— Goal of the exercise —
Arrange the data below as a two-column CSV with the columns "text" and "answer," one row per item, with each value in a single quoted field and line breaks replaced by spaces.
## START Source data
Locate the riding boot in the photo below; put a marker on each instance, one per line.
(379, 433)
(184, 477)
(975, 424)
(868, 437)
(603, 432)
## END Source data
— Correct output —
text,answer
"Locate the riding boot in the photo below; put a marker on each instance, one per line.","(379, 433) (184, 477) (975, 424) (868, 437) (603, 432)"